▶ SELECTED PASSAGE:
━━━━━━━━
Homeless in the Heartland

Housing is a Human Right. Photo by Callen Harty.

(published by forwardingseeking.com, 2/26/12)

Let me state the obvious:  Pretending a problem doesn’t exist doesn’t stop the problem; it only delays dealing with it.  Yet there is something in us, or at least some of us, that causes us to look the other way, to prefer ignorance to knowledge, and to dwell in a Pollyanna world where everything is coming up roses and there are no weeds.  And maybe that’s okay for a while, but eventually the weeds will choke off the flowers if they are ignored.

The other day there was an article on Madison.com about a day shelter for homeless people where they can get out of the weather, enjoy some coffee and company, and feel somewhat secure.  The thrust of the article was that some of the neighbors weren’t happy with the shelter being located in their neighborhood.  The article noted there had been many more police visits to the neighborhood for public intoxication, public urination, and the like, but it also seemed like the majority of the people using the shelter were just looking for a place to be and were not causing any disruption in the neighborhood, unless one counts the additional foot traffic as a disruption.  Some of the neighbors didn’t seem to have a problem with the shelter, but several of the people quoted were clearly unhappy to have it so close to them.  Instead of using the discomfort to examine the underlying issues of poverty and homelessness, these neighbors just wanted to shuffle the problem off to another neighborhood where they wouldn’t have to deal with it.  It was a classic example of the “not in my back yard” syndrome.  Don’t solve the problem, or even begin to discuss solutions; just shift it elsewhere.  Yes, we should have nuclear power—just don’t put the reactor anywhere near my town.  Yes, mining is important—but please do it in the next county.  Yes, homeless people need to get out of the winter wind—but not in my neighborhood; they’re scary

If you don’t have to confront the problem head-on then you can glide by in your life, blissfully unaware that there are homeless people all over the city.  Put them somewhere where we don’t have to look at them.  Create panhandling and loitering laws that allow the police to keep them off of Main Street, U. S. A.  That way they’ll stay in places where people can’t see them and nobody but the homeless themselves will have to deal with the reality.  They will be out of sight.  Though they may no longer be on Main Street, they will be on other streets, under bridges, and in parks.  But at least they won’t destroy the look of the beautiful cityscape and the human garden we have created.
━━━━━━━━
▶ DIRECTIONS:
1/ Can you summarize the homelessness essay in two sentences?
2/ Answer these about the homelessness essay:
(a) On which website did the article about the day shelter appear?
(b) What reasons for the added police visits to the neighborhood does it name?
(c) Where does it say homeless people will be once they are kept off Main Street?
3/ What are all the examples of the "not in my back yard" attitude that the homelessness essay gives?
The listing that follows comes from a separate source, not the homelessness essay.
━━━━━━━━
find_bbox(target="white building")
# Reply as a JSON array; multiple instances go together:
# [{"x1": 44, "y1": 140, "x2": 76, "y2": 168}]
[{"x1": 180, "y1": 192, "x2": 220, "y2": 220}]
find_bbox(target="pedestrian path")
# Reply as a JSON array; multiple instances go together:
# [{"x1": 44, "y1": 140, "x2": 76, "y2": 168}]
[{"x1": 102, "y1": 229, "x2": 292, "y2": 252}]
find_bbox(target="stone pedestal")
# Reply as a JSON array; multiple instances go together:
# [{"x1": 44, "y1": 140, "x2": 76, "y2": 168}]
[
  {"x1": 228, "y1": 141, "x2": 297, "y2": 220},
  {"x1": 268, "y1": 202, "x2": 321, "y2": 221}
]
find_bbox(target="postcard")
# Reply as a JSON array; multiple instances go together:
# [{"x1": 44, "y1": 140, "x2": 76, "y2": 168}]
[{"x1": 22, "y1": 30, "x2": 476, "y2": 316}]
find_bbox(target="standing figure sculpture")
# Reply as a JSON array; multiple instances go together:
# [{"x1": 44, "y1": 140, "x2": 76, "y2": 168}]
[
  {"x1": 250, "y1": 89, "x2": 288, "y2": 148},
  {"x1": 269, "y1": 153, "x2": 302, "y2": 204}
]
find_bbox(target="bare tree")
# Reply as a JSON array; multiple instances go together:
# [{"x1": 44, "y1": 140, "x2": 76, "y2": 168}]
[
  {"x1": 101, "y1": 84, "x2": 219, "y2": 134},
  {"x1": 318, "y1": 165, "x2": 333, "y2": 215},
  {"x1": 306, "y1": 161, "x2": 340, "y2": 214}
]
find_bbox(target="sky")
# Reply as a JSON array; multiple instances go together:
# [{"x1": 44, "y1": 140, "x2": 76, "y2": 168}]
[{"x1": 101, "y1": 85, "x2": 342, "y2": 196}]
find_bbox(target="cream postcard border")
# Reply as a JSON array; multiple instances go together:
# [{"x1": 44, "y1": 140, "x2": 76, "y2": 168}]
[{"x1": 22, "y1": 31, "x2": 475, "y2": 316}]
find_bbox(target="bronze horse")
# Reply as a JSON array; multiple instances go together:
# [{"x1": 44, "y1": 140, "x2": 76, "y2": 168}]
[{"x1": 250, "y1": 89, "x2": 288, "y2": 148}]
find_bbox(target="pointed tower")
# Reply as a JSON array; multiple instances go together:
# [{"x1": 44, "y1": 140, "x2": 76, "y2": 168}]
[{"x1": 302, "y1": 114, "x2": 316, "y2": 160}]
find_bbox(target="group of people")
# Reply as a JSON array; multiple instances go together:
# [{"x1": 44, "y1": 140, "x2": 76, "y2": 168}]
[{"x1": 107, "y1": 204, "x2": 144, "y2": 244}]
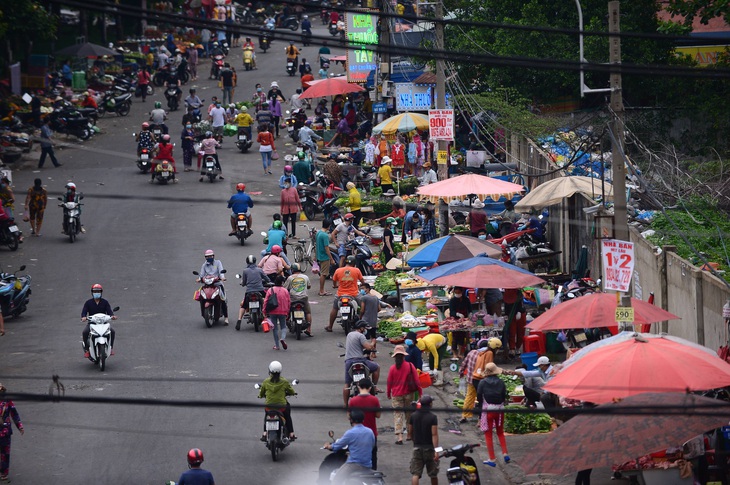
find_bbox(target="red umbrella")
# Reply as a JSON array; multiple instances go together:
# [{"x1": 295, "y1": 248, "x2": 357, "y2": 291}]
[
  {"x1": 299, "y1": 77, "x2": 365, "y2": 99},
  {"x1": 521, "y1": 393, "x2": 730, "y2": 474},
  {"x1": 527, "y1": 293, "x2": 679, "y2": 332},
  {"x1": 544, "y1": 330, "x2": 730, "y2": 404}
]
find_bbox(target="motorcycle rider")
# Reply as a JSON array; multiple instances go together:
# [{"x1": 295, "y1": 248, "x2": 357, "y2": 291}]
[
  {"x1": 228, "y1": 182, "x2": 253, "y2": 236},
  {"x1": 149, "y1": 101, "x2": 168, "y2": 134},
  {"x1": 284, "y1": 263, "x2": 312, "y2": 337},
  {"x1": 81, "y1": 283, "x2": 117, "y2": 359},
  {"x1": 259, "y1": 360, "x2": 297, "y2": 442},
  {"x1": 177, "y1": 448, "x2": 215, "y2": 485},
  {"x1": 196, "y1": 249, "x2": 228, "y2": 326},
  {"x1": 236, "y1": 254, "x2": 271, "y2": 330},
  {"x1": 198, "y1": 131, "x2": 223, "y2": 182}
]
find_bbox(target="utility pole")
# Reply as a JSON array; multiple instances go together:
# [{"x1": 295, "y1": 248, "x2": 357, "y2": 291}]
[{"x1": 435, "y1": 0, "x2": 449, "y2": 236}]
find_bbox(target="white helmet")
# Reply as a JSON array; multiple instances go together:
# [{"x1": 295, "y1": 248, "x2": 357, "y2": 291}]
[{"x1": 269, "y1": 360, "x2": 281, "y2": 374}]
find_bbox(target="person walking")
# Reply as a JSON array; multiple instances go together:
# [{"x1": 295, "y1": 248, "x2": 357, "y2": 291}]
[
  {"x1": 0, "y1": 384, "x2": 25, "y2": 482},
  {"x1": 477, "y1": 362, "x2": 510, "y2": 467},
  {"x1": 281, "y1": 177, "x2": 302, "y2": 237},
  {"x1": 38, "y1": 116, "x2": 63, "y2": 168},
  {"x1": 256, "y1": 123, "x2": 276, "y2": 175},
  {"x1": 264, "y1": 275, "x2": 291, "y2": 350},
  {"x1": 385, "y1": 345, "x2": 422, "y2": 445},
  {"x1": 25, "y1": 179, "x2": 48, "y2": 236}
]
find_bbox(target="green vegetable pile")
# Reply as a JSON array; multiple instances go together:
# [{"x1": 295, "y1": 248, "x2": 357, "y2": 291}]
[{"x1": 504, "y1": 405, "x2": 553, "y2": 434}]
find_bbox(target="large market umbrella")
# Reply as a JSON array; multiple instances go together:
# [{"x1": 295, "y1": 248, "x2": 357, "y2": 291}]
[
  {"x1": 418, "y1": 255, "x2": 545, "y2": 288},
  {"x1": 56, "y1": 42, "x2": 118, "y2": 57},
  {"x1": 515, "y1": 175, "x2": 613, "y2": 212},
  {"x1": 406, "y1": 235, "x2": 502, "y2": 268},
  {"x1": 416, "y1": 173, "x2": 525, "y2": 204},
  {"x1": 299, "y1": 77, "x2": 365, "y2": 99},
  {"x1": 521, "y1": 393, "x2": 730, "y2": 475},
  {"x1": 527, "y1": 293, "x2": 679, "y2": 332},
  {"x1": 373, "y1": 113, "x2": 429, "y2": 135},
  {"x1": 544, "y1": 330, "x2": 730, "y2": 404}
]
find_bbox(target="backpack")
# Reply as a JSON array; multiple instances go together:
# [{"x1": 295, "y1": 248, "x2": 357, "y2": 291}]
[{"x1": 471, "y1": 350, "x2": 494, "y2": 381}]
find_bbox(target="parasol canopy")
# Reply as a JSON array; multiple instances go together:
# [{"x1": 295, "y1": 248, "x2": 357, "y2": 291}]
[
  {"x1": 515, "y1": 175, "x2": 613, "y2": 212},
  {"x1": 406, "y1": 235, "x2": 502, "y2": 268},
  {"x1": 418, "y1": 255, "x2": 545, "y2": 288},
  {"x1": 373, "y1": 113, "x2": 429, "y2": 135},
  {"x1": 544, "y1": 330, "x2": 730, "y2": 404},
  {"x1": 522, "y1": 393, "x2": 730, "y2": 474},
  {"x1": 416, "y1": 173, "x2": 525, "y2": 204},
  {"x1": 527, "y1": 293, "x2": 679, "y2": 332},
  {"x1": 56, "y1": 42, "x2": 118, "y2": 57},
  {"x1": 299, "y1": 77, "x2": 365, "y2": 99}
]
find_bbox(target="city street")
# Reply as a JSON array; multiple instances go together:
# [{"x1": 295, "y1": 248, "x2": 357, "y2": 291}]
[{"x1": 0, "y1": 23, "x2": 445, "y2": 485}]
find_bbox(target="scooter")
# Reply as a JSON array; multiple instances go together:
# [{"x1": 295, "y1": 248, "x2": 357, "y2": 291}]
[
  {"x1": 254, "y1": 379, "x2": 299, "y2": 461},
  {"x1": 82, "y1": 307, "x2": 119, "y2": 372},
  {"x1": 436, "y1": 443, "x2": 481, "y2": 485},
  {"x1": 0, "y1": 265, "x2": 31, "y2": 318},
  {"x1": 58, "y1": 195, "x2": 84, "y2": 243},
  {"x1": 193, "y1": 270, "x2": 226, "y2": 328},
  {"x1": 317, "y1": 430, "x2": 385, "y2": 485}
]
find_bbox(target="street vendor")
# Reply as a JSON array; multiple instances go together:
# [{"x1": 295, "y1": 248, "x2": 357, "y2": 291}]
[{"x1": 416, "y1": 333, "x2": 446, "y2": 370}]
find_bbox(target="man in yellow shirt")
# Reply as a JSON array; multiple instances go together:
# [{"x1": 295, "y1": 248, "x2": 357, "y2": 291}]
[
  {"x1": 233, "y1": 106, "x2": 253, "y2": 140},
  {"x1": 378, "y1": 155, "x2": 393, "y2": 193}
]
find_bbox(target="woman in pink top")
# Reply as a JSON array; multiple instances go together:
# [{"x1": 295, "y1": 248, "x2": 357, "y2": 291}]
[
  {"x1": 280, "y1": 177, "x2": 302, "y2": 237},
  {"x1": 386, "y1": 345, "x2": 423, "y2": 445},
  {"x1": 264, "y1": 275, "x2": 291, "y2": 350}
]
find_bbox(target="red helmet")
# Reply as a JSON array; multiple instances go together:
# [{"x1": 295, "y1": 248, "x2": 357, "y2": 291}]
[{"x1": 188, "y1": 448, "x2": 203, "y2": 466}]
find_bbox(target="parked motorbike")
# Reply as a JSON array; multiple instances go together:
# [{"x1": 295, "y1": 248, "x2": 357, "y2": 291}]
[
  {"x1": 82, "y1": 307, "x2": 119, "y2": 372},
  {"x1": 193, "y1": 269, "x2": 226, "y2": 328},
  {"x1": 58, "y1": 195, "x2": 84, "y2": 243},
  {"x1": 254, "y1": 379, "x2": 299, "y2": 461},
  {"x1": 0, "y1": 265, "x2": 31, "y2": 318}
]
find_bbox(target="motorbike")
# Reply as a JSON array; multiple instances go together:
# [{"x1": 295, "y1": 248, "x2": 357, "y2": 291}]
[
  {"x1": 58, "y1": 195, "x2": 84, "y2": 243},
  {"x1": 82, "y1": 307, "x2": 119, "y2": 372},
  {"x1": 0, "y1": 219, "x2": 20, "y2": 251},
  {"x1": 436, "y1": 443, "x2": 481, "y2": 485},
  {"x1": 200, "y1": 155, "x2": 221, "y2": 183},
  {"x1": 193, "y1": 270, "x2": 226, "y2": 328},
  {"x1": 254, "y1": 379, "x2": 299, "y2": 461},
  {"x1": 165, "y1": 86, "x2": 181, "y2": 111},
  {"x1": 0, "y1": 265, "x2": 31, "y2": 318},
  {"x1": 317, "y1": 430, "x2": 385, "y2": 485},
  {"x1": 236, "y1": 127, "x2": 253, "y2": 153},
  {"x1": 287, "y1": 301, "x2": 309, "y2": 340}
]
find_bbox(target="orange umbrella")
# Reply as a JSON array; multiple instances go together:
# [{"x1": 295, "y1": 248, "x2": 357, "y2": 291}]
[
  {"x1": 299, "y1": 77, "x2": 365, "y2": 99},
  {"x1": 527, "y1": 293, "x2": 679, "y2": 332},
  {"x1": 418, "y1": 173, "x2": 525, "y2": 203}
]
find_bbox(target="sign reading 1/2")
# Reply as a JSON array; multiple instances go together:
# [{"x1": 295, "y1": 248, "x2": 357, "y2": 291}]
[{"x1": 601, "y1": 239, "x2": 634, "y2": 292}]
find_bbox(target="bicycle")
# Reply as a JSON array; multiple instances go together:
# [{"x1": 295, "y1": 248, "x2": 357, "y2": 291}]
[{"x1": 294, "y1": 224, "x2": 317, "y2": 273}]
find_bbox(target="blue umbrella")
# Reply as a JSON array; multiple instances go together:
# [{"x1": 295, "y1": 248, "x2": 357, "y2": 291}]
[{"x1": 418, "y1": 254, "x2": 545, "y2": 288}]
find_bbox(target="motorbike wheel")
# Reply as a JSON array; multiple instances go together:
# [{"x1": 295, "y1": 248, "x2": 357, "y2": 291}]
[
  {"x1": 203, "y1": 306, "x2": 213, "y2": 328},
  {"x1": 96, "y1": 345, "x2": 106, "y2": 372},
  {"x1": 117, "y1": 102, "x2": 132, "y2": 116}
]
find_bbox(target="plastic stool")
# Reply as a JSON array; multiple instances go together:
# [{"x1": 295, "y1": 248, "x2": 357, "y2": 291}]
[{"x1": 523, "y1": 332, "x2": 545, "y2": 356}]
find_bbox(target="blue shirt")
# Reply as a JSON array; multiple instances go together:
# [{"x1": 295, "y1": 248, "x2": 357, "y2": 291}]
[
  {"x1": 228, "y1": 192, "x2": 253, "y2": 214},
  {"x1": 332, "y1": 424, "x2": 375, "y2": 468},
  {"x1": 266, "y1": 229, "x2": 286, "y2": 252},
  {"x1": 177, "y1": 468, "x2": 215, "y2": 485}
]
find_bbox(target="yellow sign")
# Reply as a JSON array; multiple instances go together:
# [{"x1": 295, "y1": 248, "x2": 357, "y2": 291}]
[{"x1": 616, "y1": 306, "x2": 634, "y2": 323}]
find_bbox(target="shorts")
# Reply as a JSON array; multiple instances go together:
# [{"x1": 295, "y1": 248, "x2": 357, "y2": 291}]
[
  {"x1": 345, "y1": 358, "x2": 380, "y2": 386},
  {"x1": 411, "y1": 448, "x2": 439, "y2": 478}
]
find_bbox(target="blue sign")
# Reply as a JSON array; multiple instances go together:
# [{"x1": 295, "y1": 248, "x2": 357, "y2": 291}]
[{"x1": 373, "y1": 101, "x2": 388, "y2": 114}]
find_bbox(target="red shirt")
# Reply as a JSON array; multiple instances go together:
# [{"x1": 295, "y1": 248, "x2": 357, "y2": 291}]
[{"x1": 348, "y1": 394, "x2": 380, "y2": 438}]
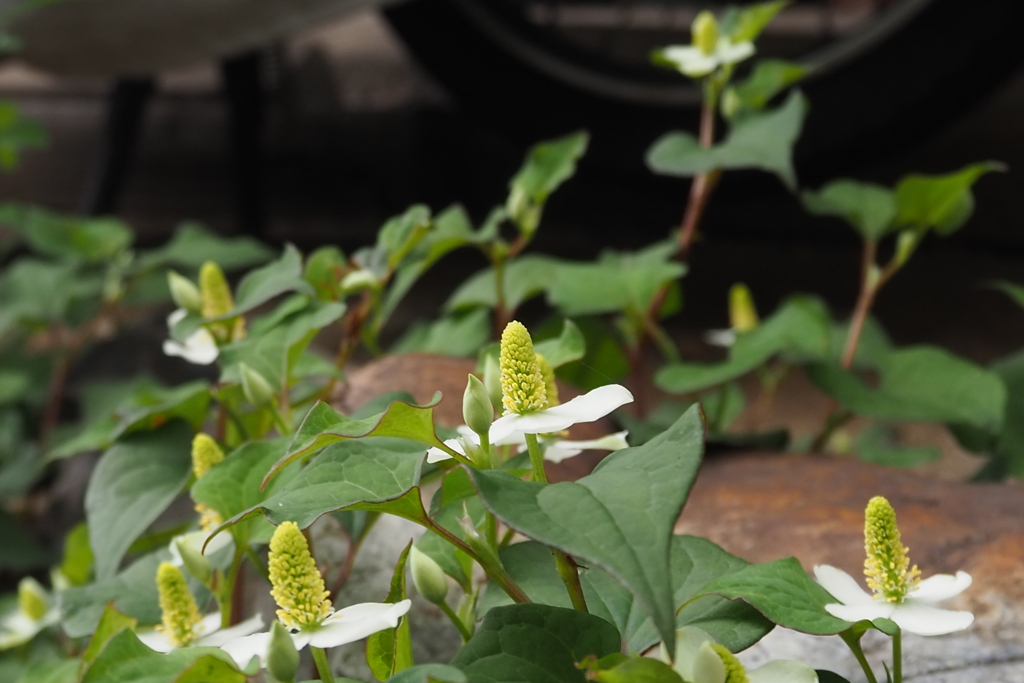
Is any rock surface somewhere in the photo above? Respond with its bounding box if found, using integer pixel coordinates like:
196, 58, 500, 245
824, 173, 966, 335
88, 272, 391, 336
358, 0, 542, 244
676, 454, 1024, 683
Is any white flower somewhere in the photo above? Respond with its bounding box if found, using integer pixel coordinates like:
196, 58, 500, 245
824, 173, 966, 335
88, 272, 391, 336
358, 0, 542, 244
220, 600, 413, 668
135, 612, 263, 652
814, 564, 974, 636
658, 626, 818, 683
487, 384, 633, 443
0, 577, 60, 650
164, 308, 220, 366
658, 626, 818, 683
660, 38, 754, 78
427, 425, 629, 464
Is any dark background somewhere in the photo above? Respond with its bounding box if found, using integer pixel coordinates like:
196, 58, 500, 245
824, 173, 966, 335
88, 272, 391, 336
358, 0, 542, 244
0, 7, 1024, 360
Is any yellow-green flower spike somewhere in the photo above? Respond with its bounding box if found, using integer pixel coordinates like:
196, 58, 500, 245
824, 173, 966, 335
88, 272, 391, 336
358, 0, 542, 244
537, 353, 561, 408
498, 321, 548, 415
711, 643, 751, 683
17, 577, 49, 622
157, 562, 203, 647
199, 261, 246, 344
269, 522, 331, 629
729, 283, 759, 333
864, 496, 921, 603
193, 432, 224, 479
199, 261, 234, 319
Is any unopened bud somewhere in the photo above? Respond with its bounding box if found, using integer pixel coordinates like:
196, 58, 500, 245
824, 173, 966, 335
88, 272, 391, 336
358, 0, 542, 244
167, 270, 203, 313
462, 375, 495, 434
17, 577, 50, 622
174, 539, 213, 584
341, 269, 380, 296
729, 283, 758, 333
264, 621, 299, 683
239, 362, 274, 408
409, 546, 447, 605
690, 9, 718, 54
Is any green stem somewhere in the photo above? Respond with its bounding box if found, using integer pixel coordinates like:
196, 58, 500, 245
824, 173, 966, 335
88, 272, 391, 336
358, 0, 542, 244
421, 517, 530, 602
551, 548, 590, 612
893, 629, 903, 683
437, 441, 476, 469
526, 434, 589, 612
309, 645, 334, 683
525, 434, 548, 483
244, 544, 270, 584
437, 600, 473, 643
218, 546, 242, 629
839, 631, 879, 683
270, 408, 292, 436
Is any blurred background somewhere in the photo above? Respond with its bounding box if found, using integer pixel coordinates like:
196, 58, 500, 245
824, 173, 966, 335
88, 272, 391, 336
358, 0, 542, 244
0, 0, 1024, 361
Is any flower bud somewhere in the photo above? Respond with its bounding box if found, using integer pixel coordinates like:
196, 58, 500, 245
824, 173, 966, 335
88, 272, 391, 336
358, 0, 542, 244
341, 269, 381, 296
729, 283, 758, 333
893, 230, 921, 268
167, 270, 203, 313
239, 362, 274, 408
17, 577, 50, 622
409, 546, 447, 605
264, 622, 299, 683
690, 9, 718, 54
191, 432, 224, 479
174, 539, 213, 584
462, 375, 495, 434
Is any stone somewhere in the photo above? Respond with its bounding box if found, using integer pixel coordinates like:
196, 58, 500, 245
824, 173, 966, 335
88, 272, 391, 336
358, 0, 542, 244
676, 454, 1024, 683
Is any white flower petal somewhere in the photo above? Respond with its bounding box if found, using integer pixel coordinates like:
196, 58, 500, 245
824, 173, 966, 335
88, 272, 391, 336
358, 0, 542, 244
0, 609, 46, 650
907, 571, 973, 602
662, 45, 719, 77
135, 629, 177, 652
488, 384, 633, 443
196, 614, 263, 647
889, 601, 974, 636
814, 564, 874, 605
167, 308, 188, 328
544, 431, 630, 463
164, 328, 220, 366
715, 38, 754, 65
220, 631, 272, 669
825, 600, 896, 622
304, 600, 413, 648
746, 659, 818, 683
687, 642, 726, 683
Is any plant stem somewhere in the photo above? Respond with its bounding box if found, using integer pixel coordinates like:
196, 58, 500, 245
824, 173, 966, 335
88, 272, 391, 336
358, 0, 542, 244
423, 517, 530, 602
839, 631, 879, 683
893, 629, 903, 683
309, 645, 334, 683
437, 600, 473, 643
525, 434, 589, 612
843, 240, 882, 370
525, 434, 548, 483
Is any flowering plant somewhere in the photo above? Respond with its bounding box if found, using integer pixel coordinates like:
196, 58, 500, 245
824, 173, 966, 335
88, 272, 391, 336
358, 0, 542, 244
0, 2, 1003, 683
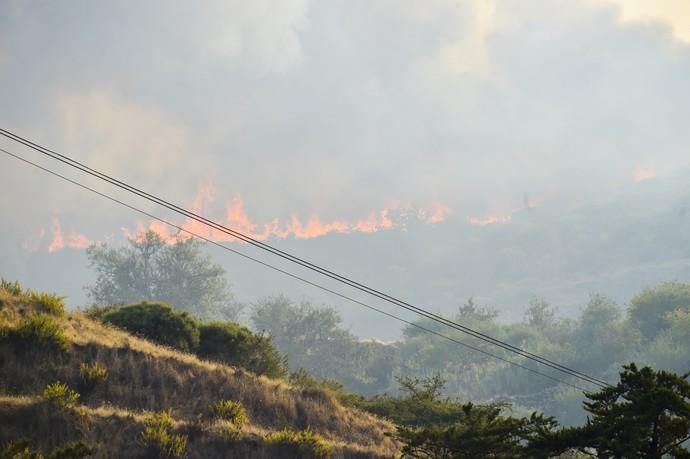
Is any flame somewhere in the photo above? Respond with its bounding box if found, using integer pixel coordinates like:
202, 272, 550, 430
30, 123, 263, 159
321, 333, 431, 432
633, 167, 656, 183
123, 183, 450, 243
48, 217, 93, 253
469, 215, 513, 226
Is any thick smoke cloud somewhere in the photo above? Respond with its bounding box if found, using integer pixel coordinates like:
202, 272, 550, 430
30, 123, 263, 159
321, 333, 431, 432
0, 0, 690, 336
━━━━━━━━
▶ ANSWERS BY TASK:
1/ The homelessness essay argues that pretending a problem doesn't exist only delays dealing with it, and it points to a Madison.com article in which some neighbors objected to a day shelter for homeless people near them. It calls this a classic case of the "not in my back yard" syndrome and criticizes shifting homeless people out of sight, for example through panhandling and loitering laws, instead of examining the underlying issues of poverty and homelessness.

2/
(a) Madison.com
(b) Public intoxication and public urination
(c) On other streets, under bridges, and in parks

3/
- Supporting nuclear power but not wanting the reactor anywhere near one's town
- Calling mining important but wanting it done in the next county
- Agreeing homeless people need to get out of the winter wind, but not in one's own neighborhood